━━ Data shown ━━
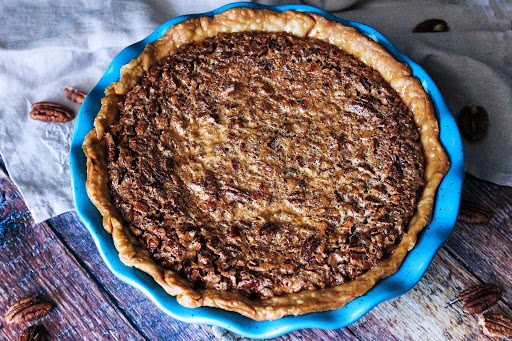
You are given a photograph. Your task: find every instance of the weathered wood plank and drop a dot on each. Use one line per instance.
(155, 324)
(34, 262)
(421, 314)
(485, 249)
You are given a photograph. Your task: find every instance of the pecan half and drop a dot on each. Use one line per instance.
(431, 25)
(27, 309)
(51, 112)
(480, 297)
(495, 324)
(473, 122)
(34, 333)
(472, 213)
(75, 95)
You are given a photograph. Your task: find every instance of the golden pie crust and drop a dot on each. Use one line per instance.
(300, 24)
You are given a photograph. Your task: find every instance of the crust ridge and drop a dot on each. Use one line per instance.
(301, 24)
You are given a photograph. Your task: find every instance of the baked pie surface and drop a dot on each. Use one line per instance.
(267, 163)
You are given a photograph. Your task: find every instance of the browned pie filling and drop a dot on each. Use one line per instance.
(265, 163)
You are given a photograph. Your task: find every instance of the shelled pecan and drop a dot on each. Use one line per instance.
(34, 333)
(431, 25)
(27, 309)
(471, 212)
(51, 112)
(75, 95)
(480, 297)
(497, 325)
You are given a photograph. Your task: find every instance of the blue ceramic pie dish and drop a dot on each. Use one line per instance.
(411, 271)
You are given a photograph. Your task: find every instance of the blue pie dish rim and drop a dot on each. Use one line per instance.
(430, 240)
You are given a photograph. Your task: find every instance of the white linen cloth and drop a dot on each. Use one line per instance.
(47, 45)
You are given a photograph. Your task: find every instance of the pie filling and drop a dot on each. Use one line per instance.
(265, 164)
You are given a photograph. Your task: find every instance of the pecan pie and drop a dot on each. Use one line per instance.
(267, 163)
━━━
Given exercise:
Please rewrite all of the records above, changing "pie dish" to "pie plate" and keeping everything else the same. Leave out the pictures.

Complete output:
You are given a photograph. Your task: find every instance of the weathered wood plank and drop a dot on each. Use one line per instance.
(155, 324)
(34, 262)
(421, 314)
(485, 249)
You are given a photograph. Your task: find every instance of the pecan half and drop a dot on each. Use one line per instance.
(431, 25)
(27, 309)
(51, 112)
(480, 297)
(495, 324)
(473, 122)
(34, 333)
(472, 213)
(75, 95)
You are given a photograph. Your task: find every instance of the golden pie crust and drop a dot on each. Use one line per instance.
(300, 24)
You are given a photograph. Your task: find every instance of the crust ridge and drop a dot on each. Use one line per instance.
(301, 24)
You are given a photograph. Your task: find every instance of the baked pie surface and drop a dot on each. Use one line per instance.
(267, 163)
You are given a photograph. Your task: find every instance of the browned pie filling and drop a dot on each. Use one line per instance.
(265, 163)
You are given a photograph. Your task: find every instance of the shelled pecan and drop a dot on each. Use one line per instance.
(34, 333)
(431, 25)
(27, 309)
(471, 212)
(51, 112)
(75, 95)
(480, 297)
(497, 325)
You are given a photograph. Your task: find every instance of the blue ceramic pie plate and drop a dot on each. Use one line per instance.
(411, 271)
You are given a photograph. Your task: find every instance of the blue pie plate rim and drop a dot on each. Use one line per instance.
(430, 240)
You are given a photograph. Your task: find every instance of the white linen cloth and drop a dot on each. Use one line per instance.
(47, 45)
You are given a photograph. Your task: find every instance of the pie filling and drop a dot on each. Use one line per instance.
(265, 164)
You are given a photograph. Your task: find every instance of the pecan pie and drop a dot on each. Use one line per instance.
(267, 163)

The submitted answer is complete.